Could you repeat the records below verbatim, starting at the line containing "Query: shoreline" and ending at the last line of the records?

** start of ENTRIES SHOWN **

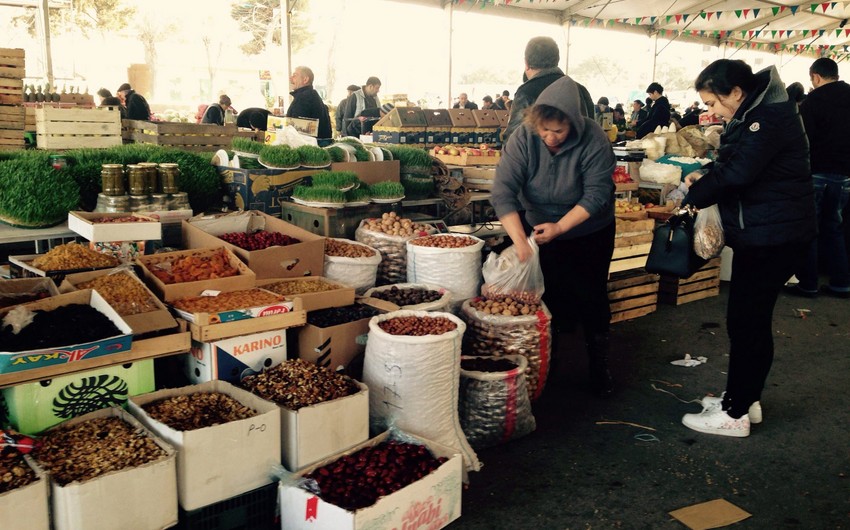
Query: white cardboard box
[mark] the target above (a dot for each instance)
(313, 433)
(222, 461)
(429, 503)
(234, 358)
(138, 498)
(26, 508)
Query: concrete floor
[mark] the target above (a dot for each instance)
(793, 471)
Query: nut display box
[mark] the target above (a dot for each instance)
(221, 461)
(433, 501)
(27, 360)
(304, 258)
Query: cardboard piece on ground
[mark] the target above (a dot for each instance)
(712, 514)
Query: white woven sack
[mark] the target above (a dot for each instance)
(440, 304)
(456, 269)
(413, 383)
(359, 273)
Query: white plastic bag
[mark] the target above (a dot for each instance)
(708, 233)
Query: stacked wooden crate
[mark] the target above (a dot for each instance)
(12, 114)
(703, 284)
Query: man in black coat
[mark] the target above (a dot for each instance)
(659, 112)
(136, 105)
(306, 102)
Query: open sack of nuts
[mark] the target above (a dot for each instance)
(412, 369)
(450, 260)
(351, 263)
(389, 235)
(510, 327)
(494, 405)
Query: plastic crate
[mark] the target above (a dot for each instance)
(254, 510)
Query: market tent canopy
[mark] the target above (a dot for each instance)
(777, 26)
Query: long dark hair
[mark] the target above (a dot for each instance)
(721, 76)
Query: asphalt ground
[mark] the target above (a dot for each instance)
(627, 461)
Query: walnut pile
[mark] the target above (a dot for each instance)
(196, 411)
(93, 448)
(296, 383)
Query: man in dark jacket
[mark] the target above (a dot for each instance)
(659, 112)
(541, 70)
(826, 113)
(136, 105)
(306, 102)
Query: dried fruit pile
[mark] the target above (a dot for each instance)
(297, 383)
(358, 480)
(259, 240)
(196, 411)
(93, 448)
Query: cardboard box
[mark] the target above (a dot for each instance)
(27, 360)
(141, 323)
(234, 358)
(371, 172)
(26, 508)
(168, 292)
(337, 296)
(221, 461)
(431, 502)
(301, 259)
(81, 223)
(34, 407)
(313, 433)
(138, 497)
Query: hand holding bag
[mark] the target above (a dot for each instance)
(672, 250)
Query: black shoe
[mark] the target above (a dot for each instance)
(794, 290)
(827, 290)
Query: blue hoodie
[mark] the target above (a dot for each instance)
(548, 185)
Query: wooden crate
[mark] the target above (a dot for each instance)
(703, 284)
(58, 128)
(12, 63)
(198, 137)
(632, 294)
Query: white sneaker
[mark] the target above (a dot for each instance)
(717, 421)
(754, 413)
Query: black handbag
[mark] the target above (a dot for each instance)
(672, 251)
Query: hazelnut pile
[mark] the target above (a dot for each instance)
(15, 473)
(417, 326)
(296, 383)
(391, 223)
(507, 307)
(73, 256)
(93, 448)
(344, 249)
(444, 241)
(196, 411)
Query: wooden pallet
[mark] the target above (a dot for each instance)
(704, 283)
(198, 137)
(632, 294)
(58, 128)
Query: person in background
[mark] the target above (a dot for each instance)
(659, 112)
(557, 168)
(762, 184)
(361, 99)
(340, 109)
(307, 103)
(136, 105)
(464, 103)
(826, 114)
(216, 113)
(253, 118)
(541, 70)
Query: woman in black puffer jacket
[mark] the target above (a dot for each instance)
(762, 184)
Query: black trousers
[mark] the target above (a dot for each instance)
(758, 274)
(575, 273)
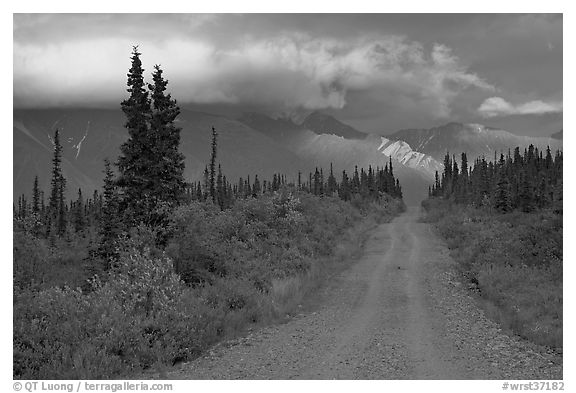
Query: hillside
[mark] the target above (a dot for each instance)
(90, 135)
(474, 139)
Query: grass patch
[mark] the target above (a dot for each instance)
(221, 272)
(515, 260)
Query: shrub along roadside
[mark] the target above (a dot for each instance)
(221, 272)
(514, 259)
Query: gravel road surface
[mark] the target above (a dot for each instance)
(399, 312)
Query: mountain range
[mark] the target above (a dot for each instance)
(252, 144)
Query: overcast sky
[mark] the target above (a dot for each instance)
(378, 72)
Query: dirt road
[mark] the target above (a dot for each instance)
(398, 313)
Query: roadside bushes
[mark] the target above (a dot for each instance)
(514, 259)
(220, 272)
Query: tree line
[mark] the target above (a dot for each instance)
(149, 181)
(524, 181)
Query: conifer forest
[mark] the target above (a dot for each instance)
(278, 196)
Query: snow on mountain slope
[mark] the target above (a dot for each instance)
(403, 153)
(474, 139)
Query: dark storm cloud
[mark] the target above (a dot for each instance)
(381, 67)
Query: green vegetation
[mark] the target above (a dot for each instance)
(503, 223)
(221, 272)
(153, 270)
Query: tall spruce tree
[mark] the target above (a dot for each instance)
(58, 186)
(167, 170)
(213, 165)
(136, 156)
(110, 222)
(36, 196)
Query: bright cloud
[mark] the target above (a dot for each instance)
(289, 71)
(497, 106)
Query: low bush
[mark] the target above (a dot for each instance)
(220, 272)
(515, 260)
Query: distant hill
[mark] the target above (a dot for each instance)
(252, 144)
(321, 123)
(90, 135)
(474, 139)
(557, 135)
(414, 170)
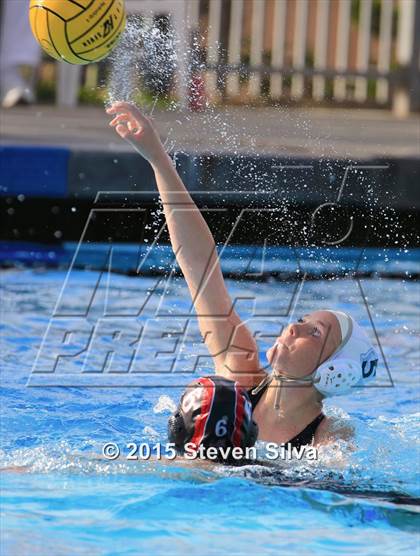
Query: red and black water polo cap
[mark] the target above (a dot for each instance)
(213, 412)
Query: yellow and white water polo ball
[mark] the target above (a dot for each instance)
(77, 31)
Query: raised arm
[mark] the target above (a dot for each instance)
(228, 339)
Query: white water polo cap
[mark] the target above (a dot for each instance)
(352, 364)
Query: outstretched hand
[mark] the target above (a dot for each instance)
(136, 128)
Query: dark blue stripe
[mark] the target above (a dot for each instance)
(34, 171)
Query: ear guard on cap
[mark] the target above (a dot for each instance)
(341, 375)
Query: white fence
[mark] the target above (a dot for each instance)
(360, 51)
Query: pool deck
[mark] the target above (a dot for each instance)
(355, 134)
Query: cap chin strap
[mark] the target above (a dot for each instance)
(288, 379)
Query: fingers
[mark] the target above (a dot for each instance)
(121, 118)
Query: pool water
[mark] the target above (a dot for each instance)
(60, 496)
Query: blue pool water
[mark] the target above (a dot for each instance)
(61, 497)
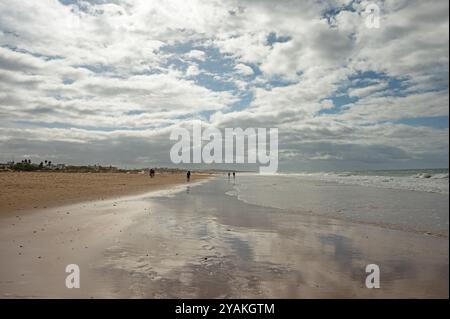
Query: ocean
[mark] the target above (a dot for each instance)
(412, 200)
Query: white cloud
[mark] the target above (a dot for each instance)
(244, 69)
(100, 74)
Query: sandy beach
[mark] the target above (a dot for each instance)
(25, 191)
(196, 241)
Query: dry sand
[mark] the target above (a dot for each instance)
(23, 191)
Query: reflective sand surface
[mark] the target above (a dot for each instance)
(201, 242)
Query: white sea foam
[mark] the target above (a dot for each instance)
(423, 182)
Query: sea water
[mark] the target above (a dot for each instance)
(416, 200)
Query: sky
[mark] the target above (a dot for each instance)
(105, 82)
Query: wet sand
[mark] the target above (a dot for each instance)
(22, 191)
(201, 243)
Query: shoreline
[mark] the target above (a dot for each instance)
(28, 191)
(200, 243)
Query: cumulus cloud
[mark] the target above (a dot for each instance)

** end of ENTRIES SHOWN **

FULL ANSWER.
Query: shoreline
[mark] the target above (a dot for each instance)
(28, 191)
(200, 243)
Query: cumulus cloud
[mark] the target above (a dot for each instance)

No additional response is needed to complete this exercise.